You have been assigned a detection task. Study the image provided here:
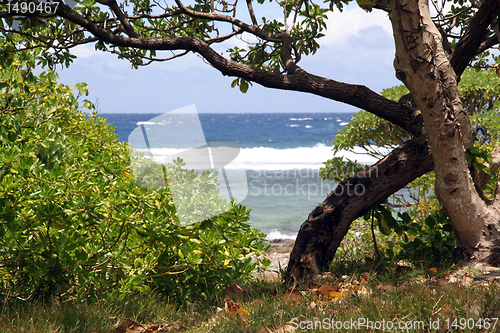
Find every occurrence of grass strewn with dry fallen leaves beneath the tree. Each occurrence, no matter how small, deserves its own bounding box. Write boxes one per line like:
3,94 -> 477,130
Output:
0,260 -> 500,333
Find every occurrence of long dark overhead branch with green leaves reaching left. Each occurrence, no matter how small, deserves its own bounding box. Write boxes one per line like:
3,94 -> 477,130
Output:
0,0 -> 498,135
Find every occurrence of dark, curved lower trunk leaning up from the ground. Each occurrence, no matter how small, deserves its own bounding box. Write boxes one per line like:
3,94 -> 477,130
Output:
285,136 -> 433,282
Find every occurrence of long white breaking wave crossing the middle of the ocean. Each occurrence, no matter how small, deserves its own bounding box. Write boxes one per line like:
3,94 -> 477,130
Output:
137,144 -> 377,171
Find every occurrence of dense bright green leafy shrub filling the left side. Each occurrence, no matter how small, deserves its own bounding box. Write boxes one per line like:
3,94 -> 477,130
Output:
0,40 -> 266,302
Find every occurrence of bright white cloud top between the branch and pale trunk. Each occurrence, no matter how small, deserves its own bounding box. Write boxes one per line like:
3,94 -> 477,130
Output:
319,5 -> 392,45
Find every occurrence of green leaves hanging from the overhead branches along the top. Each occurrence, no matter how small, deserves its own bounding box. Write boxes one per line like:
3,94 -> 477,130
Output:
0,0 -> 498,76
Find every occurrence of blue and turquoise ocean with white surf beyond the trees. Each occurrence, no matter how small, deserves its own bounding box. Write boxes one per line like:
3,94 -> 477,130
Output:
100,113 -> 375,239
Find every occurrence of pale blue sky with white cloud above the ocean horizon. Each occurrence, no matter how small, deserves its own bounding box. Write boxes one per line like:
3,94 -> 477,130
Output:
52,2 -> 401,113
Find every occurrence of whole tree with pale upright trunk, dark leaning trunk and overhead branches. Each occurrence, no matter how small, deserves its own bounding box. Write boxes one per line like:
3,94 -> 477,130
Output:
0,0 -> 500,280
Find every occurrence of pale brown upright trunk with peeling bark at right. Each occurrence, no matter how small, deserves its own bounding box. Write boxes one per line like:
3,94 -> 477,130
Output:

- - - - - - -

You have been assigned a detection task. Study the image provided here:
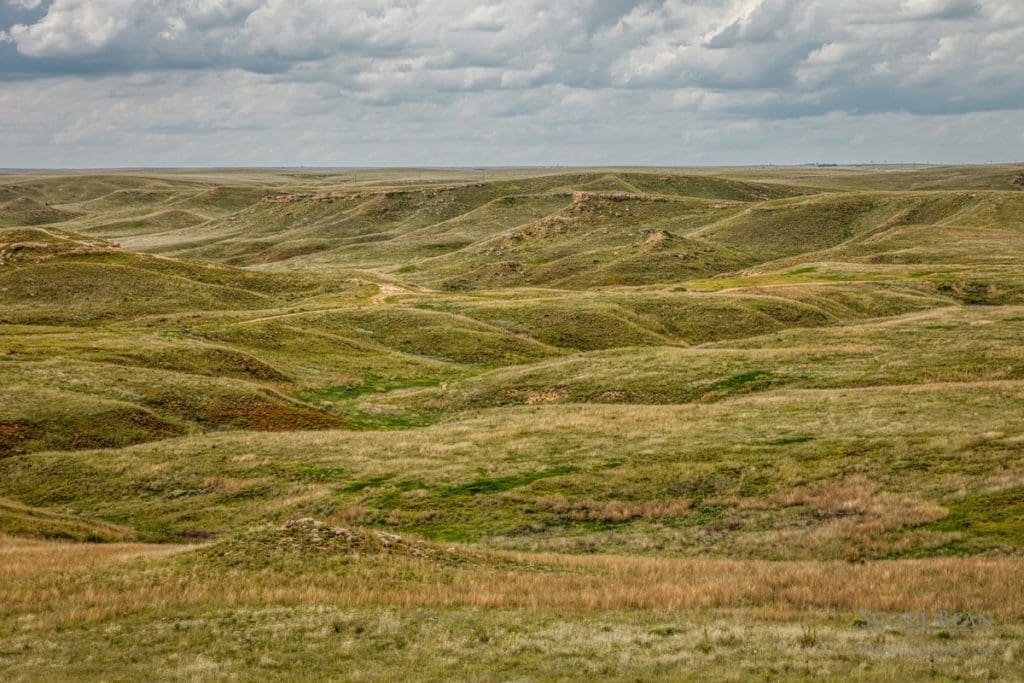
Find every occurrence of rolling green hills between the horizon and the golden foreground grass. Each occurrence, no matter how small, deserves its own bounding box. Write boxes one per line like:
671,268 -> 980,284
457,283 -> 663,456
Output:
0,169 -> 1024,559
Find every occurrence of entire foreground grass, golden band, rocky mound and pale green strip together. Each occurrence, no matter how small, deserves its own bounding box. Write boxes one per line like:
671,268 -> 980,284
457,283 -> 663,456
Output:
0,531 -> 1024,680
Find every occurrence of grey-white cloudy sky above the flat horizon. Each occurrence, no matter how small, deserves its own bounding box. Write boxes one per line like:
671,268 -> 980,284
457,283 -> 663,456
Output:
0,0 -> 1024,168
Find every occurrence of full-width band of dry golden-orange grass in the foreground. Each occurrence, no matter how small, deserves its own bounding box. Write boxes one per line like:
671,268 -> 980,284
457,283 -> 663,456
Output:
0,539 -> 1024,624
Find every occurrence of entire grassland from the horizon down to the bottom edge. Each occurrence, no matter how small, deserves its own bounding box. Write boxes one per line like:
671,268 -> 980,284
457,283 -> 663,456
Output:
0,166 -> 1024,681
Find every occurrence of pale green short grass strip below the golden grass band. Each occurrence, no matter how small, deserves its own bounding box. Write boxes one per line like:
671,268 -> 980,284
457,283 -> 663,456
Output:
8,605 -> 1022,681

- - - - - - -

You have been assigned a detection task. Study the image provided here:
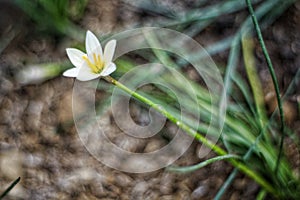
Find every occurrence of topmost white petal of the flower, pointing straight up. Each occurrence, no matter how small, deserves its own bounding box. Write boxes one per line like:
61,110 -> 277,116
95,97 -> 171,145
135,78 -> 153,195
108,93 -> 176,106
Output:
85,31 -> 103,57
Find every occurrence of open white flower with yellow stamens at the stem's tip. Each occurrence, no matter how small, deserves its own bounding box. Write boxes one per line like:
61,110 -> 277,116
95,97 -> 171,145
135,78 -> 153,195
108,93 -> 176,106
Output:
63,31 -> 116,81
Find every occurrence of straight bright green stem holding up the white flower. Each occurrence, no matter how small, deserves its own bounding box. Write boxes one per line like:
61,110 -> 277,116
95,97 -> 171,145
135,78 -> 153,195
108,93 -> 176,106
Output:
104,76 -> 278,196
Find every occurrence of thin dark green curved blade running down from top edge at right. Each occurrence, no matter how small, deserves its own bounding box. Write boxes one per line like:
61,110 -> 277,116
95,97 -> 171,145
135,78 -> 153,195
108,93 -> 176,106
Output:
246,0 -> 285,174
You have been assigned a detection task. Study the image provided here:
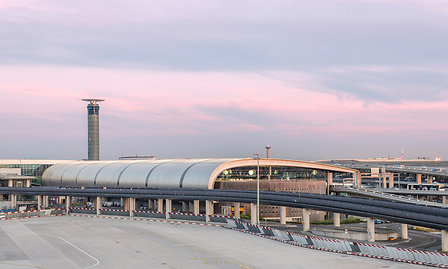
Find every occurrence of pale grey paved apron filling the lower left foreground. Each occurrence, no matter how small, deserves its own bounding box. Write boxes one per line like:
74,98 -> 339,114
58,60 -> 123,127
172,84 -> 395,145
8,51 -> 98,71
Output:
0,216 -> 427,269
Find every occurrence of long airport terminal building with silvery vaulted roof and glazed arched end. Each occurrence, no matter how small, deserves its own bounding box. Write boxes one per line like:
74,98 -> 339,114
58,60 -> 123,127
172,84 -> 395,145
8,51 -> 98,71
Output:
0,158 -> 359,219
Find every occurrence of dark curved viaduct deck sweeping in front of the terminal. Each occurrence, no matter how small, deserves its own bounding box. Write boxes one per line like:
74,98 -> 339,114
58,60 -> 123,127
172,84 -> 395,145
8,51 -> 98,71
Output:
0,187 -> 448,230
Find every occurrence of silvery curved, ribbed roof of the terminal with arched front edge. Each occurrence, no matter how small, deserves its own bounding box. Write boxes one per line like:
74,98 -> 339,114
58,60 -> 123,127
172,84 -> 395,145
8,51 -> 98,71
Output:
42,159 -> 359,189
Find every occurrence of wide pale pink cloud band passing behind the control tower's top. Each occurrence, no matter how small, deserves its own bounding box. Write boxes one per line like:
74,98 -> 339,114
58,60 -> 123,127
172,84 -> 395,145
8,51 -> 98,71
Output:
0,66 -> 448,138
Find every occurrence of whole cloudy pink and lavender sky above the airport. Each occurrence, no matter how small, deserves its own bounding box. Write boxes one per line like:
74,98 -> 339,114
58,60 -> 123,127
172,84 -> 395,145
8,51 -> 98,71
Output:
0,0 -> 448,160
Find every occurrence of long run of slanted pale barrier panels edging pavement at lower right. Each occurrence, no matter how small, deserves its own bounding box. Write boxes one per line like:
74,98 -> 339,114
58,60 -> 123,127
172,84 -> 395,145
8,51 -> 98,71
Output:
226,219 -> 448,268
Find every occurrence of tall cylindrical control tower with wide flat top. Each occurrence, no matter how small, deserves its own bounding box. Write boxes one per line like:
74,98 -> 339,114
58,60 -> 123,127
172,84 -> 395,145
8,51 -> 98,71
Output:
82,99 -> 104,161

- - - - - - -

WHAT IS BEING ASKED = Look through the entries above and find each line where the word "ocean" occurs; copy those lines.

RESPONSE AREA =
Find every occurrence of long white breaking wave crossing the middle of the ocean. Each occurrence, no matter how small, deserves its own bounding box. Write boxes one per line like:
Find every occurrence of blue and turquoise ocean with white surf beyond the trees. Each occurrence, no matter how small, deserves its own bounding box. Write boxes one per line like:
Find every occurrence of pale blue sky with white cloud above the ocean horizon. Each occurrence, no matter how small, deserves its own bounding box. Write boxes one per line like:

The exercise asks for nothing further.